## BRIEF A
From the domain name agreement excerpt, list every group associated with Purchaser that Seller must indemnify and hold harmless under Section 4.2, not counting Purchaser itself.
## BRIEF B
Please quote the domain name agreement excerpt word for word, between "4.2.Seller shall indemnify" and "in Section 6.", inclusive.
## BRIEF C
According to the domain name agreement excerpt, which section sets forth the indemnification procedures?

## SOURCE TEXT
+++
4.2.Seller shall indemnify and hold harmless Purchaser and its officers, directors, representatives, employees, agents and affiliates against any loss or claim related to the foregoing. Notwithstanding the foregoing, Purchaser shall assume any and all liabilities and obligations associated with the Domain Names therewith arising out of or related to Purchaser’s use of the Domain Names.

 

4.3.The indemnification procedures are set forth in Section 6.

 

5.Representations and Warranties

 

5.1.Purchaser represents and warrants that (i) Purchaser has full power and authority to enter into this Agreement and will be bound by and perform its obligations under this Agreement; (ii) this Agreement, when signed and delivered by Purchaser, will be duly and validly executed and delivered and will be the valid and binding obligation of Purchaser, enforceable against Purchaser, in accordance with its terms.

 

5.2.Seller represents and warrants that it is the lawful and exclusive registrant of the Domain Names and no other party has any right to registration of the Domain Names or has otherwise made any claim to the Domain Names. Seller further represents and warrants that (i) Seller has full power and authority to enter into this Agreement, free of the claims of any third parties, and will be bound by and perform its obligations under this Agreement; (ii) this Agreement, when signed and delivered by Seller, will be duly and validly executed and delivered and will be the valid and binding obligation of Seller, enforceable against Seller, in accordance with its terms; (iii) neither the signing and delivery of this Agreement by Seller, nor the performance by Seller of its obligations under this Agreement, will violate any law, statute, rule, or regulation or order, judgment, injunction, or decree of any court, administrative agency, or governmental body applicable to Seller; (iv) Seller has not taken any action to assign, transfer, or encumber the Domain Names; (v) Seller is not legally bound by any agreements or obligation relating to the Domain Names that could (a) obligate Seller or Purchaser to license or otherwise grant rights to any other person or entity in the Domain Names (whether owned or used by the Seller or Purchaser), (b) result in a claim against or lien on the Domain Names, or (c) prohibit the arrangements contemplated hereby or result in a claim with respect to the Domain Names; (vi) Seller owns and possesses all rights, title, and interest in and to the Domain Names; (vii) Seller has no knowledge of any existing threatened or known claims or liabilities related to the use of the Domain Names; and (vii) the Domain Names are free and clear of any liens, security interests, or other encumbrances.
+++
## EXTRACTED MATERIAL

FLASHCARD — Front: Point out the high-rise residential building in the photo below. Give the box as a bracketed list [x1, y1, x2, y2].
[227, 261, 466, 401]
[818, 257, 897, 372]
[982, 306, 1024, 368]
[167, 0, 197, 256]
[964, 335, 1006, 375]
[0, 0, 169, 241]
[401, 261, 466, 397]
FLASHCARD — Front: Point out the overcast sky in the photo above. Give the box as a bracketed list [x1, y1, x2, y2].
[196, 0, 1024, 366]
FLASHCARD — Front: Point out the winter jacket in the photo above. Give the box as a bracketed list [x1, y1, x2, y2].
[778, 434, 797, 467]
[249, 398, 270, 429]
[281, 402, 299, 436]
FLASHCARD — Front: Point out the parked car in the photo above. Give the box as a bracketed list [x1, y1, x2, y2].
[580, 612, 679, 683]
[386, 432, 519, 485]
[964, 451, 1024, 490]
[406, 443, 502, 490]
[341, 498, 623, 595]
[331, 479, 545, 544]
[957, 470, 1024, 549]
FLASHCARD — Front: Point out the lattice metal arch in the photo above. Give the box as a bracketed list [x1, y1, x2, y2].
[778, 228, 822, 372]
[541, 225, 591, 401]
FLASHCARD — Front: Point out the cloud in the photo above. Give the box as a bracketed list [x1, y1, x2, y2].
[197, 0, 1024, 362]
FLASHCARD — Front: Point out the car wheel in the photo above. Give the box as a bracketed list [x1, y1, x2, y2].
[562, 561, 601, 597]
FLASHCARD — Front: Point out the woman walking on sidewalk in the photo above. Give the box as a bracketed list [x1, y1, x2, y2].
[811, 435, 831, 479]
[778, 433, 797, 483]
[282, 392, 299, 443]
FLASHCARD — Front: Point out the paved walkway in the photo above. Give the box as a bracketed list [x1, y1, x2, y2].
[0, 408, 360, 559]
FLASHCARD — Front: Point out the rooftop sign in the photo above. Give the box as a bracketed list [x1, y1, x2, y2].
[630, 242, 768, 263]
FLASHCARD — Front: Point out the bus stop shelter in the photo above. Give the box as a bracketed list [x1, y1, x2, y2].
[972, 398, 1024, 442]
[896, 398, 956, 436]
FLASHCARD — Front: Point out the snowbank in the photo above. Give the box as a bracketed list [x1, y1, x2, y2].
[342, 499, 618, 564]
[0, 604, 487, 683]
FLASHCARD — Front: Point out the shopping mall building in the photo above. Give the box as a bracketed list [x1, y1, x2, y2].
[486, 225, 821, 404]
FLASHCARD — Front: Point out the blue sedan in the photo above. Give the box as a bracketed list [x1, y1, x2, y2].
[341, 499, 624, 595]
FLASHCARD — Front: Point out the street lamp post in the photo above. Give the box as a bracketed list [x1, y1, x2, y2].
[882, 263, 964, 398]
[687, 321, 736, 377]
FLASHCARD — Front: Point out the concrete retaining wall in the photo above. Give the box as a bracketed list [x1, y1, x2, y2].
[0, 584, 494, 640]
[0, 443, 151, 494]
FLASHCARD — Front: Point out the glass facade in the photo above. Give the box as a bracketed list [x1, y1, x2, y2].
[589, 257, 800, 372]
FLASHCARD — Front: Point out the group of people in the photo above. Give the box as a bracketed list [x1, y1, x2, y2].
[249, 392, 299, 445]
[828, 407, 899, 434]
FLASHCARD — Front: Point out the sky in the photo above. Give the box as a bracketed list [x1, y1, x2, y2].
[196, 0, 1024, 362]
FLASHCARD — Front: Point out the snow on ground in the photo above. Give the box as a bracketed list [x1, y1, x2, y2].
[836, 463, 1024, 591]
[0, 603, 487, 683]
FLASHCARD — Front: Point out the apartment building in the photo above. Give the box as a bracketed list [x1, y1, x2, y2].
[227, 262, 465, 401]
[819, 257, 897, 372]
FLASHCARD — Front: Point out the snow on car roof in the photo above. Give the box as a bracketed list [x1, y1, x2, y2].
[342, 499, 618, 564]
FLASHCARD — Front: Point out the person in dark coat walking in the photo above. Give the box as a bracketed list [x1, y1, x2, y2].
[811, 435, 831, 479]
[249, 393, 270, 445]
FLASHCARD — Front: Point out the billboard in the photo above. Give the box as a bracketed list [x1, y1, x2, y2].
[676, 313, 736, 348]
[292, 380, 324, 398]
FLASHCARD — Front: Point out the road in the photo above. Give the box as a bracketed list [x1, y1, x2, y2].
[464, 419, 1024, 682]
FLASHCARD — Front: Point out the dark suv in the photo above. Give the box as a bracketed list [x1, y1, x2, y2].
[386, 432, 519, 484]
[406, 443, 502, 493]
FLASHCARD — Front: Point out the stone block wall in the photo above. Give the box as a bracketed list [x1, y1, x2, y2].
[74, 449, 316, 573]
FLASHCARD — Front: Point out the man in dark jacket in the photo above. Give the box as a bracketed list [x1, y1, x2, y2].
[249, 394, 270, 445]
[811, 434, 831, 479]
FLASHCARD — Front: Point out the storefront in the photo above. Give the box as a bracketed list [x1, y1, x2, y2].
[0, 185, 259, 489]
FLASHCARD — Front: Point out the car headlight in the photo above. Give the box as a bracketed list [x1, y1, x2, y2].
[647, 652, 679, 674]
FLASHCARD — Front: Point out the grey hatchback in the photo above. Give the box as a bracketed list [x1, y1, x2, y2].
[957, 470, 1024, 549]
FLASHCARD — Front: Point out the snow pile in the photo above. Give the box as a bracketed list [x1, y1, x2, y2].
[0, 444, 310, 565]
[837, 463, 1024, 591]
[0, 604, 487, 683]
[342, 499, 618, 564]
+++
## FINISHED ANSWER A
Officers, directors, representatives, employees, agents, affiliates

## FINISHED ANSWER B
4.2.Seller shall indemnify and hold harmless Purchaser and its officers, directors, representatives, employees, agents and affiliates against any loss or claim related to the foregoing. Notwithstanding the foregoing, Purchaser shall assume any and all liabilities and obligations associated with the Domain Names therewith arising out of or related to Purchaser’s use of the Domain Names.

 

4.3.The indemnification procedures are set forth in Section 6.

## FINISHED ANSWER C
Section 6